**Text segment**
◇ ◇ ◇ ◇ ◇

Archive for October 29th, 2008

29
Oct

The Madonna Comes Clean

Raphael's Madonna of the Goldfinch, Restored

Next month, Florence will mount a special exhibition in the Palazzo Medici to celebrate the completed restoration of Raphael’s Madonna of the Goldfinc.  The work took 10 years (see before and after pictures above).

In this painting, as in most of the Madonnas of his Florentine period, Raphael arranged the three figures - Mary, Christ and the young John the Baptist - to fit into a geometrical design. Though the positions of the three bodies are natural, together they form an almost regular triangle.

The Virgin is holding a book, with identifies her as Sedes Sapientiae (”Seat of Wisdom”). The goldfinch is a symbol of Christ’s future violent death because it is a bird that feeds among thorns. One legend has it that a goldfinch plucked out a thorn that was digging painfully into Christ’s brow as he was on his way to be crucified.  In the painting, St. John offers the goldfinch to Christ as a warning of his future.

Painted c. 1505-1506, the Madonna was a wedding gift from Raphael to his friend Lorenzo Nasi. Problems with the painting began on On November 17, 1548, when Nasi’s house collapsed in an earthquake and the painting broke into seventeen pieces. It was restored shortly afterwards by a contemporary of Raphael, Ridolfo di Ghirlandaio, who put it back together with nails and painted over to hide the joins, but the damage is still visible (see center photo above).

Eventually the Medici came to own the painting and further harm was done to it by successive attempts to cover up the nails and earthquake damage.

Peter Popham of The Independent recounts the story of the painting’s restoration:

So when Opificio delle Pietre Dure, one of Italy’s state-run picture restoration laboratories, was approached about the possibility of restoring the picture to its original splendour, it approached it with great diffidence. “This patient gave us the most shivers and the most sleepless nights,” Marco Ciatti, head of the paintings department of the lab, told Reuters. “We spent two whole years studying it before deciding whether to go ahead, because with the damage it had suffered in the past – which was clearly visible in the X-rays – a restoration attempt could go wrong.”

In the end they decided to proceed, and the restorer who pulled the short straw was Patrizia Riitano. The painting has been her life for years. “I am just a technician but I probably know this painting almost better than Raphael,” she said. “He looked at it of course, but all these years I have been looking at it through a microscope.” She headed a team of 50 including wood specialists and photography technicians.

The restoration team decided that the larger nails holding the picture together should stay, as removing them risked doing more harm. The grime obscuring the picture’s beautifully balanced golds, reds and blues has been meticulously stripped away.

We’re eternally eager to see the newly restored painting, which the city of Florence says it will welcome home like a prodigal daughter.

◇ ◇ ◇ ◇ ◇

[Records excerpted from a collection]

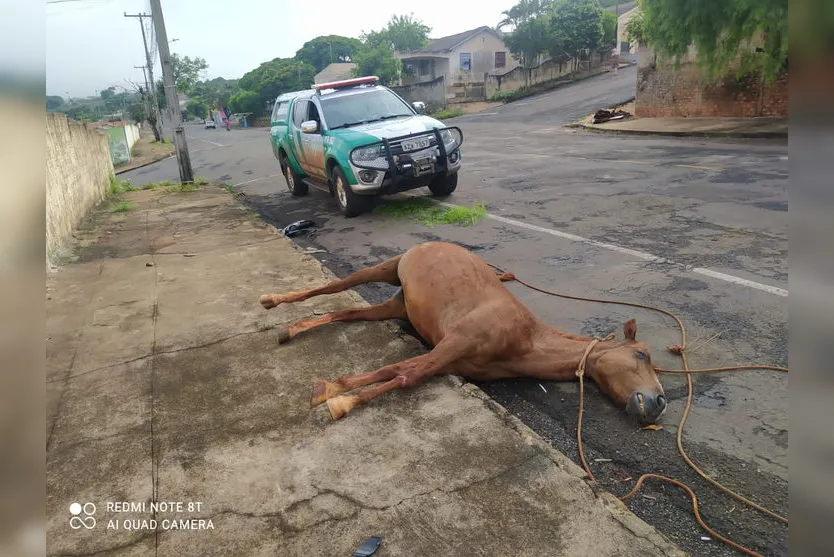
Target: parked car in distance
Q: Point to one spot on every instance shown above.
(359, 140)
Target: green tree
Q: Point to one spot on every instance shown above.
(530, 38)
(216, 92)
(161, 99)
(187, 71)
(54, 102)
(197, 108)
(281, 75)
(407, 33)
(82, 112)
(137, 111)
(754, 32)
(317, 52)
(379, 61)
(247, 101)
(575, 26)
(523, 12)
(609, 28)
(403, 33)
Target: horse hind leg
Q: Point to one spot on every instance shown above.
(384, 272)
(393, 308)
(406, 374)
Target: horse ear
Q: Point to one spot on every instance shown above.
(630, 329)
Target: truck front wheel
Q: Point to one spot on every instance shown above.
(352, 205)
(294, 183)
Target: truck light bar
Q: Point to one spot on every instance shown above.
(345, 83)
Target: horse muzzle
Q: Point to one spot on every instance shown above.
(646, 407)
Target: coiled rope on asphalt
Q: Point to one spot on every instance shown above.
(679, 349)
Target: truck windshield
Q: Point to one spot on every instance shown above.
(361, 108)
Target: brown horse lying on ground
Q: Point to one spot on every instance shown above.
(479, 330)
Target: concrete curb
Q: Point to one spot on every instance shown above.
(580, 125)
(144, 164)
(617, 509)
(560, 84)
(712, 134)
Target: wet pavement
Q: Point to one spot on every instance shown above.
(697, 226)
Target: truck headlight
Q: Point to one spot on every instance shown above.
(451, 138)
(368, 153)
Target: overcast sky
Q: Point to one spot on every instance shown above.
(90, 45)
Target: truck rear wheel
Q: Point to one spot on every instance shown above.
(444, 185)
(294, 183)
(352, 205)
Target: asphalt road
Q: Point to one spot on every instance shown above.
(698, 227)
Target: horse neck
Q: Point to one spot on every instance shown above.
(557, 354)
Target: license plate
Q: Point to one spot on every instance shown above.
(416, 144)
(422, 166)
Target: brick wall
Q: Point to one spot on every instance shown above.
(663, 91)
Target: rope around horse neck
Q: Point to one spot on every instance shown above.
(680, 350)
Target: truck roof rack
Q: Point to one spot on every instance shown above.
(345, 83)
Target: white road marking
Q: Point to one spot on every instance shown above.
(255, 180)
(212, 142)
(739, 280)
(634, 253)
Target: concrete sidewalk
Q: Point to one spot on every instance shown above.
(692, 127)
(166, 384)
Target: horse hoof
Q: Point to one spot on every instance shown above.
(268, 301)
(283, 334)
(319, 393)
(339, 406)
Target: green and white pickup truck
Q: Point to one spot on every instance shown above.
(359, 140)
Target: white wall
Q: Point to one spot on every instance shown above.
(132, 135)
(482, 48)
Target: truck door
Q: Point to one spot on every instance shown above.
(299, 114)
(314, 145)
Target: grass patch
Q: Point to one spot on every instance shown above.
(122, 207)
(447, 113)
(117, 185)
(155, 185)
(181, 188)
(430, 214)
(522, 92)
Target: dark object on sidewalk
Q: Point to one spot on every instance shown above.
(297, 227)
(368, 547)
(604, 115)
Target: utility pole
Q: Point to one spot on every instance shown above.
(156, 120)
(183, 158)
(145, 93)
(617, 38)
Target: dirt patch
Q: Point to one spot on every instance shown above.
(145, 152)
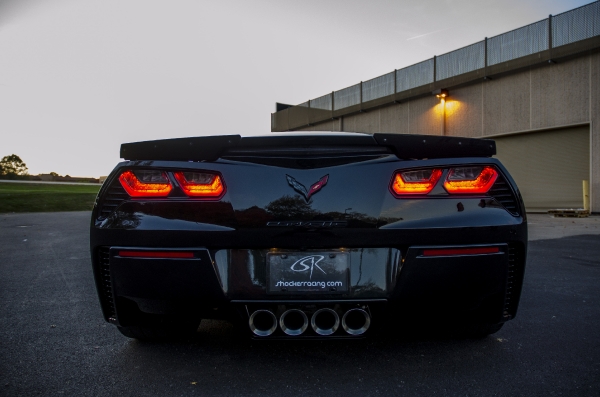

◇ ◇ ◇ ◇ ◇

**Task instructions**
A) In the article on the restoration of Raphael's Madonna of the Goldfinch, into how many pieces did the painting break when Nasi's house collapsed in the earthquake?
B) Reproduce word for word the passage of the article on the Madonna of the Goldfinch restoration between "The Virgin is" and "of his future.", inclusive.

**Completed exercise**
A) Seventeen pieces.

B)
The Virgin is holding a book, with identifies her as Sedes Sapientiae (”Seat of Wisdom”). The goldfinch is a symbol of Christ’s future violent death because it is a bird that feeds among thorns. One legend has it that a goldfinch plucked out a thorn that was digging painfully into Christ’s brow as he was on his way to be crucified.  In the painting, St. John offers the goldfinch to Christ as a warning of his future.